(SOURCE DOCUMENT Opens)

The following command invokes shred with its default settings and displays the progress.

# shred -v /dev/sdX

Alternatively, shred can be instructed to do only one pass, with entropy from e.g. /dev/urandom.

# shred --verbose --random-source=/dev/urandom -n1 /dev/sdX

Badblocks

For letting badblocks perform a disk wipe, a destructive read-write test has to be done:

# badblocks -c <NUMBER_BLOCKS> -wsv /dev/<drive>

hdparm

hdparm supports ATA Secure Erase, which is functionally equivalent to zero-filling a disk. It is however handled by the hard-drive firmware itself, and includes "hidden data areas". As such, it can be seen as a modern-day "low-level format" command. SSD drives reportedly achieve factory performance after issuing this command, but may not be sufficiently wiped (see #Flash_memory).

Some drives support Enhanced Secure Erase, which uses distinct patterns defined by the manufacturer. If the output of hdparm -I for the device indicates a manifold time advantage for the Enhanced erasure, the device probably has a hardware encryption feature and the wipe will be performed to the encryption keys only.

(SOURCE DOCUMENT Closes)
(RECORD EXTRACTS Opens)

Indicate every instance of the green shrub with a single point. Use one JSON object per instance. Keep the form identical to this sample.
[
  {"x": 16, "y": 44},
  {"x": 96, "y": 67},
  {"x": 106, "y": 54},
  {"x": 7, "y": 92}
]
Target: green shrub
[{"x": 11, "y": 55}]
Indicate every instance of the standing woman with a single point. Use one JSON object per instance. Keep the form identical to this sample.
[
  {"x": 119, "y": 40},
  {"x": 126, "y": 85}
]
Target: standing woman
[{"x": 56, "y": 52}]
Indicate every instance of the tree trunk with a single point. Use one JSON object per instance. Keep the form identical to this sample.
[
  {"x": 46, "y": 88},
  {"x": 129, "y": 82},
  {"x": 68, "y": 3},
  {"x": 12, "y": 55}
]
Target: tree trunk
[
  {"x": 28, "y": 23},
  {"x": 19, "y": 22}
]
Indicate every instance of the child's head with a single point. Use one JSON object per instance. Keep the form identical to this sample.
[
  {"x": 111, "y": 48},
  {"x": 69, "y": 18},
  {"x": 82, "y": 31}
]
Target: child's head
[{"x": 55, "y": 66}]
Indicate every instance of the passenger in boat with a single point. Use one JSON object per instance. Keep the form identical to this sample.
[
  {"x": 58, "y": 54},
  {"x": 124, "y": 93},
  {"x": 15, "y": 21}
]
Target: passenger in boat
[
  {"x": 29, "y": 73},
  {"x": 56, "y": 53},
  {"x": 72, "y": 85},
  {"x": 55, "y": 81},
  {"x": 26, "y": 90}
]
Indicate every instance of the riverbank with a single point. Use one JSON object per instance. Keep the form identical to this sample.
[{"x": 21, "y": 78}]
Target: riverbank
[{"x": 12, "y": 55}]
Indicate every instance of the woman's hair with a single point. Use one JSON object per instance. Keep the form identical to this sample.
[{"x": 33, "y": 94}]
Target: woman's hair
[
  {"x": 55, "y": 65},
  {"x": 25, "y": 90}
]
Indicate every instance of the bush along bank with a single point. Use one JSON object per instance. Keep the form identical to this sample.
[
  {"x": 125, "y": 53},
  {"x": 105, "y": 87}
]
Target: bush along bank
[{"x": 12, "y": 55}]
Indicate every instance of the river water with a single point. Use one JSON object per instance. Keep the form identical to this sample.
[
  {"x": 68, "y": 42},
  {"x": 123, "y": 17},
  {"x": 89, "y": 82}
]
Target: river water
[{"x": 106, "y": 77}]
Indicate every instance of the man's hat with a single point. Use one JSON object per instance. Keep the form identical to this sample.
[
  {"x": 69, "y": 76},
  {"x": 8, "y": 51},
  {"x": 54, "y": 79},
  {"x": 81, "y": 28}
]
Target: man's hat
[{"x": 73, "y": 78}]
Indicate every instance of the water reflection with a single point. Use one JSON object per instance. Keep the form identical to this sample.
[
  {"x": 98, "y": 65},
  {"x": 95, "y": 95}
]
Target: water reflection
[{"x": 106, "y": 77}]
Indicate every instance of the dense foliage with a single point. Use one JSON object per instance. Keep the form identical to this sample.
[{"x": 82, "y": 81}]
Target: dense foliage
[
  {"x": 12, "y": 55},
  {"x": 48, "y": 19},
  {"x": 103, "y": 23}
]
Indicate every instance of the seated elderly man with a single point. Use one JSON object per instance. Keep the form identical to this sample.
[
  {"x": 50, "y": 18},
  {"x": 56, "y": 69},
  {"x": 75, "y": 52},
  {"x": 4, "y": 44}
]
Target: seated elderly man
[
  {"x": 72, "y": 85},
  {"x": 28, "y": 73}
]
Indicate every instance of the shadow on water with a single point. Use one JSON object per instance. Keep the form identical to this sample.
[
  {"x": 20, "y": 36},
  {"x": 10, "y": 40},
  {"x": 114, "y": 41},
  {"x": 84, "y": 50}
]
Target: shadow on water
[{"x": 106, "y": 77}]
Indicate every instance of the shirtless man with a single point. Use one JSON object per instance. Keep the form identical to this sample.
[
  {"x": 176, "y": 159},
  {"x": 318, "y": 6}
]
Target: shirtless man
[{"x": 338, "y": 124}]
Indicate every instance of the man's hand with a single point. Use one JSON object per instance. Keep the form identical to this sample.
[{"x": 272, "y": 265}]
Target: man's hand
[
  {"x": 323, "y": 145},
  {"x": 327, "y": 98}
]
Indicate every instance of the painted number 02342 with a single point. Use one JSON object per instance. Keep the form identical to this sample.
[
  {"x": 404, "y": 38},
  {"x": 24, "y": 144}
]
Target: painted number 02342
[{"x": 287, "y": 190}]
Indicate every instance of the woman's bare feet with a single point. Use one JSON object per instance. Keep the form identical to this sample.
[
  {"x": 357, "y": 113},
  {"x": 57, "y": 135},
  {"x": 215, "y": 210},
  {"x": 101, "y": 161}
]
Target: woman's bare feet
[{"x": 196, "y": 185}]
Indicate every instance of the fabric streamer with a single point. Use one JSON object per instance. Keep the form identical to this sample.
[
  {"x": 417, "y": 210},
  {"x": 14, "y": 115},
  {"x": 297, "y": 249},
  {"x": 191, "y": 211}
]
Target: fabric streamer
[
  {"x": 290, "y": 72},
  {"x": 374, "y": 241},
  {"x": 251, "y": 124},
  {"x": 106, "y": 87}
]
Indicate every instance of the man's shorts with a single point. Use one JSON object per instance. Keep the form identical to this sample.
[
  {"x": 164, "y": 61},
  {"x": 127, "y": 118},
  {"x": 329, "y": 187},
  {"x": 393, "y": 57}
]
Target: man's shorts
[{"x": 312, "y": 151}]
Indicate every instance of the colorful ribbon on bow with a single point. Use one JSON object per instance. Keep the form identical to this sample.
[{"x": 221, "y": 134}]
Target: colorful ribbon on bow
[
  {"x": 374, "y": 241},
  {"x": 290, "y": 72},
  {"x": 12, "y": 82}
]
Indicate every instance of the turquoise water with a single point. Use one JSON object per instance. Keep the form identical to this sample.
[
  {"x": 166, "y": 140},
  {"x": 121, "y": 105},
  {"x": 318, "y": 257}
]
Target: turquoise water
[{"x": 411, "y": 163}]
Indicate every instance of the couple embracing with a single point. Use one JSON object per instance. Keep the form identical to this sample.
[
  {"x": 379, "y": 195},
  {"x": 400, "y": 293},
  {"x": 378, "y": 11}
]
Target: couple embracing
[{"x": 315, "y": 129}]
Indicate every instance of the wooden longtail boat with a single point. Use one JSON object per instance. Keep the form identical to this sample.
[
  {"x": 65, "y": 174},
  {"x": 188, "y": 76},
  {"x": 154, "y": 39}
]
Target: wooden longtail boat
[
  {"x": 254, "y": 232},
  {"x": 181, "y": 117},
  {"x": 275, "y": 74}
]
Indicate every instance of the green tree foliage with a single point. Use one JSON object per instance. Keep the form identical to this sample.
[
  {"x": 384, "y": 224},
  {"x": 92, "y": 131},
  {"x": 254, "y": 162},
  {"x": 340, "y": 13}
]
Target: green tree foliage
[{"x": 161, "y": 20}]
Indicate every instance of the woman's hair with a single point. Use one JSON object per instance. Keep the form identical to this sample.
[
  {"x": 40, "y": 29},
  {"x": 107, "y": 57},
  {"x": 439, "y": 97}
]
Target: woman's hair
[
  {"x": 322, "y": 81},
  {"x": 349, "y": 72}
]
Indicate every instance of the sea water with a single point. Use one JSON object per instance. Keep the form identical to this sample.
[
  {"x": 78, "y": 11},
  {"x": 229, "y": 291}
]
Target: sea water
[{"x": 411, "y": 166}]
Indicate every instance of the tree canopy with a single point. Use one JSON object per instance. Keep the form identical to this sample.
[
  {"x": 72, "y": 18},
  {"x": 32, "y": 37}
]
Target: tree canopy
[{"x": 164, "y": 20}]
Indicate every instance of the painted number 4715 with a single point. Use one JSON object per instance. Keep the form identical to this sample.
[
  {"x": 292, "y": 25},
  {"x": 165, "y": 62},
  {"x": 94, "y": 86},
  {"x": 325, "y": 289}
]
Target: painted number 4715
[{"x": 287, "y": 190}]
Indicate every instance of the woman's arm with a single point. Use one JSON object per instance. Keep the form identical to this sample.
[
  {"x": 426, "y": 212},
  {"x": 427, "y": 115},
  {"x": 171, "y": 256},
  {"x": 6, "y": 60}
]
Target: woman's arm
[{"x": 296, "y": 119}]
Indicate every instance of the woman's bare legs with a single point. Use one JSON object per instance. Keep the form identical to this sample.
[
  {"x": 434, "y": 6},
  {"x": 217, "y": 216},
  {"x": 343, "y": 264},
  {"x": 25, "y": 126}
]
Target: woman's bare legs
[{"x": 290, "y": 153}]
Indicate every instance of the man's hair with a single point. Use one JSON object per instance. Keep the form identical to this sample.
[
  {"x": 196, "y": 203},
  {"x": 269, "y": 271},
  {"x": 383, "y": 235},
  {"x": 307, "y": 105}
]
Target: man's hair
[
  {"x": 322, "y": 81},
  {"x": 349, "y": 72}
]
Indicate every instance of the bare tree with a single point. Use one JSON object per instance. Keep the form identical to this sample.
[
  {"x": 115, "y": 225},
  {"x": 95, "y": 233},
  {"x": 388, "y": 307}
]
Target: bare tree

(RECORD EXTRACTS Closes)

# THINGS TO DO
**a.** In the disk-wiping text, what is ATA Secure Erase functionally equivalent to?
**b.** For each statement, answer yes or no according to the disk-wiping text, and quote the words that decide it. (i) Using badblocks to wipe a disk requires a destructive read-write test. (ii) ATA Secure Erase is handled by the operating system. (iii) The shred command using /dev/urandom performs three passes.

# TASK RESPONSES
**a.** Zero-filling a disk.

**b.**
(i) Yes: "a destructive read-write test has to be done"
(ii) No: "handled by the hard-drive firmware itself"
(iii) No: "shred can be instructed to do only one pass"